EXERCISE DETAILS:
In the data that follows, find the line containing "[point] every instance of the creased"; then quote that line and every line after it, exactly, through the last one.

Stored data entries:

────────────────

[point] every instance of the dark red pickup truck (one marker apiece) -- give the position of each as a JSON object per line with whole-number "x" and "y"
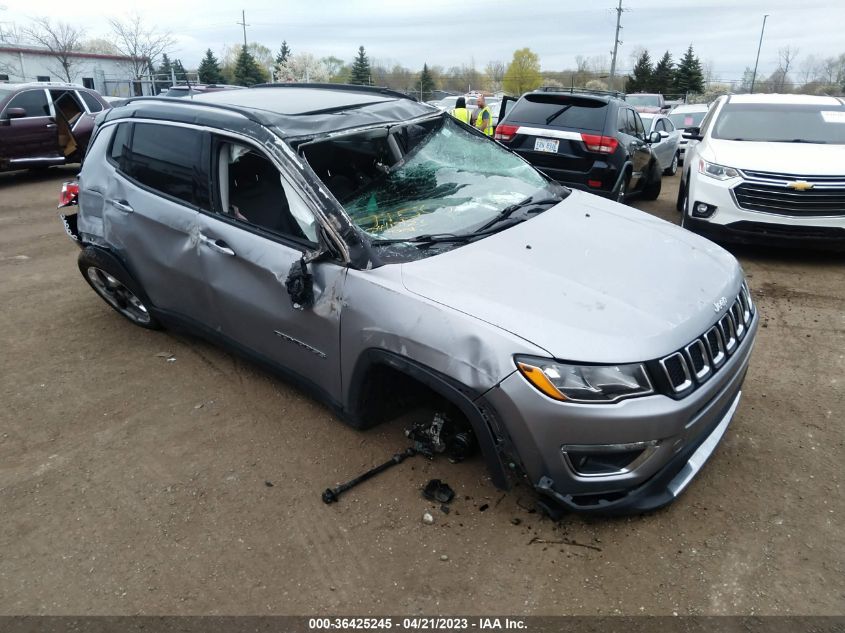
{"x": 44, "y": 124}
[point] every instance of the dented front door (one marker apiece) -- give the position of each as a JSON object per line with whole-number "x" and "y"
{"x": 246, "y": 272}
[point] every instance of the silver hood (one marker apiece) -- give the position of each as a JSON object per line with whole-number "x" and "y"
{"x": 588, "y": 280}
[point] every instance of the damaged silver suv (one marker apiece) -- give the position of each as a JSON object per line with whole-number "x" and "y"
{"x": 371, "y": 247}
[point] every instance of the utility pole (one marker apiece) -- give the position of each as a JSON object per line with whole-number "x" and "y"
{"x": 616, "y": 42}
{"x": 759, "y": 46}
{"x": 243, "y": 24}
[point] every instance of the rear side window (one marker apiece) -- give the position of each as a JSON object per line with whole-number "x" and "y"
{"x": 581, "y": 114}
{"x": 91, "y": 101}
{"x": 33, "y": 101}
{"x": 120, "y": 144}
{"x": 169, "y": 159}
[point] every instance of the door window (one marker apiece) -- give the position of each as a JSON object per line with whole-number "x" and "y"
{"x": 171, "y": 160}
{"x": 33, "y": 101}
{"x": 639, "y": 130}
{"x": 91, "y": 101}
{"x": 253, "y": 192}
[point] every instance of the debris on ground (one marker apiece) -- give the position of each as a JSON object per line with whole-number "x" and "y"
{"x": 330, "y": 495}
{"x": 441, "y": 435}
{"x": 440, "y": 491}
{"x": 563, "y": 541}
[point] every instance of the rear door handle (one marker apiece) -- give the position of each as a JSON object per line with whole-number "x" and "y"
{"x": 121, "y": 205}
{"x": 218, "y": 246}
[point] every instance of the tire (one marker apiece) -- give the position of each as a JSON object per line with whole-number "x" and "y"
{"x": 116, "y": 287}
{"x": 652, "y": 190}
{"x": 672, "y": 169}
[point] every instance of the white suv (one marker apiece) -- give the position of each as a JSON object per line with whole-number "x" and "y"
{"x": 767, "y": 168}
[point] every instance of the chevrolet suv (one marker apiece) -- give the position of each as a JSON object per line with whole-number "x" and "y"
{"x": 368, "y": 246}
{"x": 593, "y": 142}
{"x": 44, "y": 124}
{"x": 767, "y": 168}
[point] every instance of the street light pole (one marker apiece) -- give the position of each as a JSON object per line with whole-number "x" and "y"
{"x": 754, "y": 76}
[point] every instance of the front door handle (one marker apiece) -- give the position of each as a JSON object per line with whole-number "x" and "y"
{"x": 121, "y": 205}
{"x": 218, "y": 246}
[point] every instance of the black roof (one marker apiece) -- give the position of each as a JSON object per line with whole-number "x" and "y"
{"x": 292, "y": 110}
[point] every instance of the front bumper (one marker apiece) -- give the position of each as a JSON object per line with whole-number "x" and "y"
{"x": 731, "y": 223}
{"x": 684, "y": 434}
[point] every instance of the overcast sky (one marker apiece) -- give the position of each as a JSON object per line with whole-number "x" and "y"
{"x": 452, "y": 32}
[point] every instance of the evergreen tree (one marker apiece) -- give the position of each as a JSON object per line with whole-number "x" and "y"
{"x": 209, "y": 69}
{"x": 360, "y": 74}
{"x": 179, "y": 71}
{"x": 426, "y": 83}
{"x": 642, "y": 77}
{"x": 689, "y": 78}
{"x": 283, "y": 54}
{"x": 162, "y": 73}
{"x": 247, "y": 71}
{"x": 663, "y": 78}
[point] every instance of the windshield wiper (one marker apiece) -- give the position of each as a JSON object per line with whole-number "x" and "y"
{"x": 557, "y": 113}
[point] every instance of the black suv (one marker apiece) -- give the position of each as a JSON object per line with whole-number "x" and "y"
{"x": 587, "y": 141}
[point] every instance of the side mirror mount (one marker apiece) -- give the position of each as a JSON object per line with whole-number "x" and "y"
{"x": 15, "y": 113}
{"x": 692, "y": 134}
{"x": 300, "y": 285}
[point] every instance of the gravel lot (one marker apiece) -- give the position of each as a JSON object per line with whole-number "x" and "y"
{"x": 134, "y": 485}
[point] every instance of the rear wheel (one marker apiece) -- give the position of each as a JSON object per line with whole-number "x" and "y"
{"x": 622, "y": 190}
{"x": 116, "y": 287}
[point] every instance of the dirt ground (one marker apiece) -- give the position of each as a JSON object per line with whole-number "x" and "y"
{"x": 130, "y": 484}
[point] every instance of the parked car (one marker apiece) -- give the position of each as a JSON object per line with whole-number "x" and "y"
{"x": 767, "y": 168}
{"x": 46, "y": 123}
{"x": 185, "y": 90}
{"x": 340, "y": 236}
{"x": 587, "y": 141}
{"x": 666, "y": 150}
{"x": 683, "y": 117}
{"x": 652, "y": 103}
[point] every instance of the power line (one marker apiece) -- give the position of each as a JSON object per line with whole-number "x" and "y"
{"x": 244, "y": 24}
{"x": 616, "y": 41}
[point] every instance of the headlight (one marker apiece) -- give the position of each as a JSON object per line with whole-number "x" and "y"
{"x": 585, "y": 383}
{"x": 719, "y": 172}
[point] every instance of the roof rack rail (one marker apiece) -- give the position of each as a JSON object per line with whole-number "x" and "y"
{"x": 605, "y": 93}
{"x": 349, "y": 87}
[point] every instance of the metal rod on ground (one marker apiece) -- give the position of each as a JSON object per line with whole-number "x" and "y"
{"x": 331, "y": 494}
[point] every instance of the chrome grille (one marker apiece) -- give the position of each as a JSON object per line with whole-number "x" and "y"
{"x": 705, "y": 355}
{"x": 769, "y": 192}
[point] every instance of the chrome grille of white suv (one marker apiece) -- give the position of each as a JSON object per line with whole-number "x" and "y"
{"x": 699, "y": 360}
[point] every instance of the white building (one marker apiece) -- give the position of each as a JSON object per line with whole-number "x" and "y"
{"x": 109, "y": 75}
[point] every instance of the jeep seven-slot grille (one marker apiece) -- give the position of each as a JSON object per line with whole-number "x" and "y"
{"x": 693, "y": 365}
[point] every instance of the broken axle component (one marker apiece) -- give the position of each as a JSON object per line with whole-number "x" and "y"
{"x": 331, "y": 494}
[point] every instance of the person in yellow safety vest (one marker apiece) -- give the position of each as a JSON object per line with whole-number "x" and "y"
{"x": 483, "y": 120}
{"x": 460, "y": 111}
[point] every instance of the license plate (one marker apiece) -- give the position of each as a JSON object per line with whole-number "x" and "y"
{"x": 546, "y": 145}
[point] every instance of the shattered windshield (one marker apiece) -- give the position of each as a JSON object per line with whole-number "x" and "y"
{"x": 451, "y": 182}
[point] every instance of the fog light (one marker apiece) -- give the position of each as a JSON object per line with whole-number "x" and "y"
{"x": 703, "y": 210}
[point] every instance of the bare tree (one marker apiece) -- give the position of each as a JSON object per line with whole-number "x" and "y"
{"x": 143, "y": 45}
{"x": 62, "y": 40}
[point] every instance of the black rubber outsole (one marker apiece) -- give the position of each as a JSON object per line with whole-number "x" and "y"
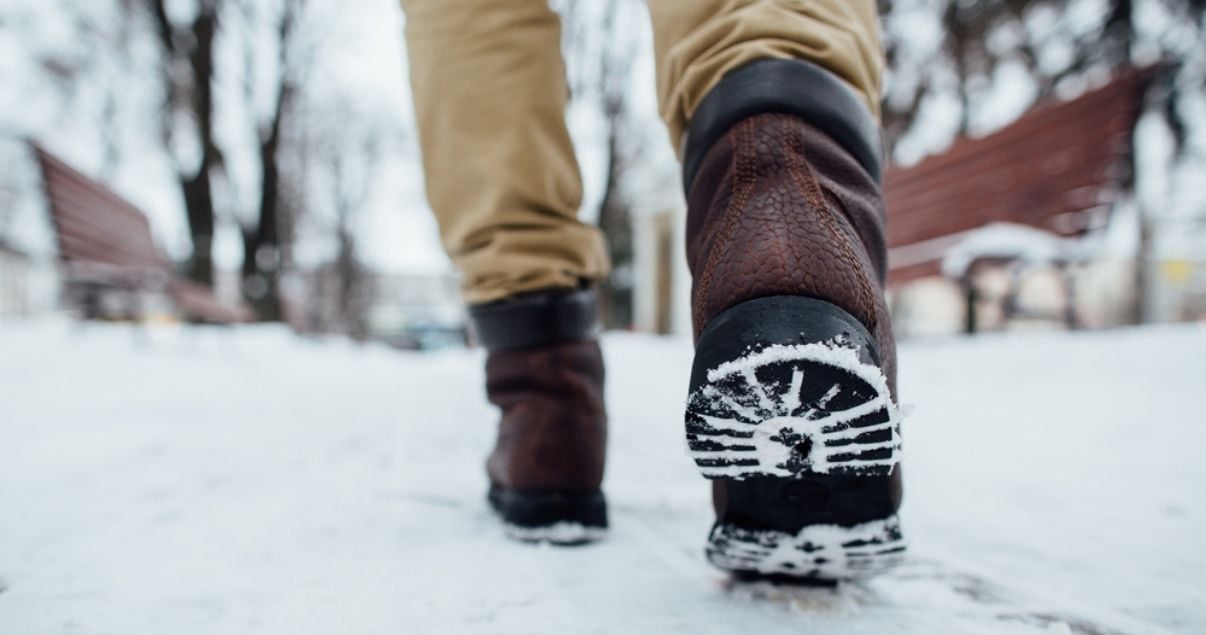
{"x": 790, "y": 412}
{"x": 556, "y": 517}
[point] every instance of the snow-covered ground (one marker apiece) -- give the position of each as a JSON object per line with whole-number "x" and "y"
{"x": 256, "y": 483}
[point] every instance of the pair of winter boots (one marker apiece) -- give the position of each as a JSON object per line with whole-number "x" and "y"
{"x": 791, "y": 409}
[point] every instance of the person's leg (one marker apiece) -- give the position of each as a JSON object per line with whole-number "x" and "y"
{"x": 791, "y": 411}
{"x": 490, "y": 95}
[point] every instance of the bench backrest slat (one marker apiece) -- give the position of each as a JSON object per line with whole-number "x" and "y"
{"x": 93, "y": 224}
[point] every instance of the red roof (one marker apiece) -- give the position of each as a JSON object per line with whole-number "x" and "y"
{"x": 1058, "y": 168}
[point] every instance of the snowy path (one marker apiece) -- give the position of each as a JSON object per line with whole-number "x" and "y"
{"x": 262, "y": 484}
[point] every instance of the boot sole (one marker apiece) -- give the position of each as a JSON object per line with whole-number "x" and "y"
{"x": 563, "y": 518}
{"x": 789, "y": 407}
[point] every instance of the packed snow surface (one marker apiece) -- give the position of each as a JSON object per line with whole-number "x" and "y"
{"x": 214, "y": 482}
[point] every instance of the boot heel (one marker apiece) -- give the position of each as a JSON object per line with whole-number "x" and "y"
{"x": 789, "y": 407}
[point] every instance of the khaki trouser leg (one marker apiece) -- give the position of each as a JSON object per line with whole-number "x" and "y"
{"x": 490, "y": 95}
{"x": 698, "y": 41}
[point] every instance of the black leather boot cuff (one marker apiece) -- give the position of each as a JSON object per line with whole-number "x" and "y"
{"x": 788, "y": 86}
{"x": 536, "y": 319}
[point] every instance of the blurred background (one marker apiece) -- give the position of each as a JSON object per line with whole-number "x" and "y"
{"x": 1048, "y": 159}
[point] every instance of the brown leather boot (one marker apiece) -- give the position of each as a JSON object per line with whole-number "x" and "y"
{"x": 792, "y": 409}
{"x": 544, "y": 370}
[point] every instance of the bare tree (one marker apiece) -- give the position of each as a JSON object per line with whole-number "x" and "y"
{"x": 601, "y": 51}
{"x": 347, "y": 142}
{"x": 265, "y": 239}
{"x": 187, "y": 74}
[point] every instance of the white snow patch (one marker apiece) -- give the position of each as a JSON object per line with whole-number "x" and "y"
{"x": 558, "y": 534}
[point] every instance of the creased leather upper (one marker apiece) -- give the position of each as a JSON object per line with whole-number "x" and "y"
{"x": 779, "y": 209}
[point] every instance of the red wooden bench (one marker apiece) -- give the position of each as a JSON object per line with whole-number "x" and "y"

────────────────

SOLUTION FOR THIS EXERCISE:
[point] every instance of the creased leather upper (one marker apiece) -- give the position of each as a JSON object per line with whole-number "x" and "y"
{"x": 779, "y": 209}
[point] every instance of the red wooden bench (one marker apiece) -- give the position of each as a JSON object per line with whole-number "x" and "y"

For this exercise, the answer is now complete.